Selected excerpt:
** START **

PLANT: All warm-season grasses - Bermudagrass, zoysia, St. Augustine, and buffalograss by solid sod; Bermuda, buffalo grasses and other native grasses by seed. Summer annual color - amaranths, pride of Barbados, begonias, caladiums, coleus, copperleaf, cosmos, Esperanza, gomphrena, lantana, marigold, periwinkle, purslane, portulaca, verbena and zinnia. Summer perennials - cleome, blue daze, (Evolvulus), cockscomb, cosmos, hardy hibiscus, salvias and others. Warm season food crops - okra, southern peas, sweet potatoes, malabar spinach, pumpkins and squash. Tropical color: allamandas, bougainvillea, fire bush, firecracker fern, hibiscus, ixora, mandevillas and pentas. Shrubs and trees, especially summer flowering varieties like crape myrtles. Fall tomatoes, other fall vegetable crops and herbs.
FERTILIZE: Avoid all synthetic fertilizers, especially nitrogen only products like 24-0-0, but do fertilize all planting areas with organic fertilizer. This should be the second major fertilization of the year.  Use about 20 lbs. of fertilizer per 1,000 sq. ft. Add mycorrhizal products. Spray all plantings and lawns with Garrett Juice every 2 weeks or at least once a month.
APPLY the SICK TREE TREATMENT to any ailing trees and other woody plants. Treat any bark damaged woody plants with Tree Trunk Goop.
PRUNE: Long erratic shoots from abelia, elaeagnus, lady banks roses, etc. Remove spent blooms and shear flowering plants by 1/3 that have started to decline. Remove fruiting canes from blackberries and raspberries after harvest. Prune new canes to 3’ in height to encourage side branching. Remove dead and damaged wood from trees, shrubs as needed.
WATER: All planting areas deeply but infrequently during dry periods. Potted plants regularly. Daily watering needed for most container plants. Add Garrett Juice to the water at least once a month.
PEST CONTROL: Yellow lower leaves on tomatoes – spray garlic and/or cornmeal juice and apply whole ground cornmeal to the root zone. Spider mites - spray Garrett Juice or any seaweed product as needed. Fleas, ticks, chiggers - dust with natural diatomaceous earth in dry weather and release beneficial nematodes anytime. Gray leaf spot – reduce fertilizers and spray garlic and/or cornmeal juice mixed with Garrett Juice. Bagworms and other caterpillars - release trichogramma wasps and spray if needed with Bacillus thuringiensis (Bt). Spinosad and orange oil can also be used. Garrett Juice plus 2 ounces of orange oil per gallon of spray is effective. Scale insects, including mealybugs - spray plant oil products or mound drench products. Black spot on roses, mildew, and other fungi - spray garlic tea or diluted skim milk and drench the soil with garlic tea and apply dry granulated garlic and cornmeal to the root zone. See home page of for the entire Organic Rose Program. Weeds - hand remove and work on improving soil health. Spot spray vinegar or fatty acid products as needed.

** END **

Exercises to complete:
(1) Answer these questions from the gardening guide, one answer per line:
(a) How many pounds of fertilizer should be used per 1,000 sq. ft.?
(b) To what height should new blackberry and raspberry canes be pruned?
(c) What should be released to control bagworms and other caterpillars?
(2) Format one section of the entries as a Markdown table with the columns No. and Line, numbering each line and leaving out blank lines. The section opens with the line containing "point: flower center" and closes with the line containing "column 694, row 267", both included.

Data section:
** START **

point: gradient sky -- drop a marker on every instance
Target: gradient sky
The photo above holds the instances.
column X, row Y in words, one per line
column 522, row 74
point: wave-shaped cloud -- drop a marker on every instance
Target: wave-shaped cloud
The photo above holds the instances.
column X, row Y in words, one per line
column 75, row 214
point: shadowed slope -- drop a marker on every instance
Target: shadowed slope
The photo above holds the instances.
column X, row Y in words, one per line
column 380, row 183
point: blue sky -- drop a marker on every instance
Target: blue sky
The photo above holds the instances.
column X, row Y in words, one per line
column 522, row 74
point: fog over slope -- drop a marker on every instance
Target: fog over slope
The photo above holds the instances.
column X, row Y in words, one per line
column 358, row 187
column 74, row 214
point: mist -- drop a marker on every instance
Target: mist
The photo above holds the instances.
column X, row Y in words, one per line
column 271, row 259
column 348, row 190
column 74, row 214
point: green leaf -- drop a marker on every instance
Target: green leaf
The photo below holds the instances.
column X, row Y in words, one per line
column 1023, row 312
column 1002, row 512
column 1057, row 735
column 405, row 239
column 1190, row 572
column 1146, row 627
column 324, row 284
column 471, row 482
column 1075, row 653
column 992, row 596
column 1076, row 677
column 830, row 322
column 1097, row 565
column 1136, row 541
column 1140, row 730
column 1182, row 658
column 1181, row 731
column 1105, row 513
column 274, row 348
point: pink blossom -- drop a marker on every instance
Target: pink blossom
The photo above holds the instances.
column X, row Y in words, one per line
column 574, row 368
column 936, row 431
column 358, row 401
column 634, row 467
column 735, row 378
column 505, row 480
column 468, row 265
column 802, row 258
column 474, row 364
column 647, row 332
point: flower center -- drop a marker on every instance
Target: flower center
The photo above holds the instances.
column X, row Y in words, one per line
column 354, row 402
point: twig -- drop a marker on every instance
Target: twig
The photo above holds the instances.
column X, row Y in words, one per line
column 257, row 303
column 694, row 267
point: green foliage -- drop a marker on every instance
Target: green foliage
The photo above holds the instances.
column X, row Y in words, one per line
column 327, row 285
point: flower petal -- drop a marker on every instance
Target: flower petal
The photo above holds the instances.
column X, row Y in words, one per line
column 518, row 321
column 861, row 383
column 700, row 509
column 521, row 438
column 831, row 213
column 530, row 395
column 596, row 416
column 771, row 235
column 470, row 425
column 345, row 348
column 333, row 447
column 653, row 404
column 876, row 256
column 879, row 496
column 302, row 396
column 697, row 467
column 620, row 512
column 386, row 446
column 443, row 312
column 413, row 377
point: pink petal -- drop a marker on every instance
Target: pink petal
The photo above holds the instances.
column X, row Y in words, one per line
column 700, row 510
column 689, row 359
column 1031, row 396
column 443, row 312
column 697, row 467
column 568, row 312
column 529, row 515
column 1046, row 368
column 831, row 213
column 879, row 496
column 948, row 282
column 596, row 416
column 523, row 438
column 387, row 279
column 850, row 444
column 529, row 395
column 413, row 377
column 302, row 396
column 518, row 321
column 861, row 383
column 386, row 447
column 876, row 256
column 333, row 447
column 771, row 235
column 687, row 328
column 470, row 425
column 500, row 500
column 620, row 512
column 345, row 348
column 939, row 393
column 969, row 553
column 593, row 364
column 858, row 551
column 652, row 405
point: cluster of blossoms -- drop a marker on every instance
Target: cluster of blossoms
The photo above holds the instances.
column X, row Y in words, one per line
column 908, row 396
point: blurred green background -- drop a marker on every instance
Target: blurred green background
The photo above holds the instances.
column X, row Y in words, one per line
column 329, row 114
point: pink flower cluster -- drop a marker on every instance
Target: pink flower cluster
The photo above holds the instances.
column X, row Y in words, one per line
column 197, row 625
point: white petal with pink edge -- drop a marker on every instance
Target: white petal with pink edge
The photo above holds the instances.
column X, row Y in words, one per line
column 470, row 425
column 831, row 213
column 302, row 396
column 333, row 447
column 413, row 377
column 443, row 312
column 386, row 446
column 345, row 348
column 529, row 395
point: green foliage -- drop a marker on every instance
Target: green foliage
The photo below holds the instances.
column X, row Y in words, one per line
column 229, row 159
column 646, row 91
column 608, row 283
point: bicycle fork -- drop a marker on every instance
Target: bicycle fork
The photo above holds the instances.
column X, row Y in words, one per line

** END **

The responses:
(1)
(a) About 20 lbs.
(b) 3’
(c) Trichogramma wasps

(2)
| No. | Line |
|---|---|
| 1 | point: flower center -- drop a marker on every instance |
| 2 | Target: flower center |
| 3 | The photo above holds the instances. |
| 4 | column X, row Y in words, one per line |
| 5 | column 354, row 402 |
| 6 | point: twig -- drop a marker on every instance |
| 7 | Target: twig |
| 8 | The photo above holds the instances. |
| 9 | column X, row Y in words, one per line |
| 10 | column 257, row 303 |
| 11 | column 694, row 267 |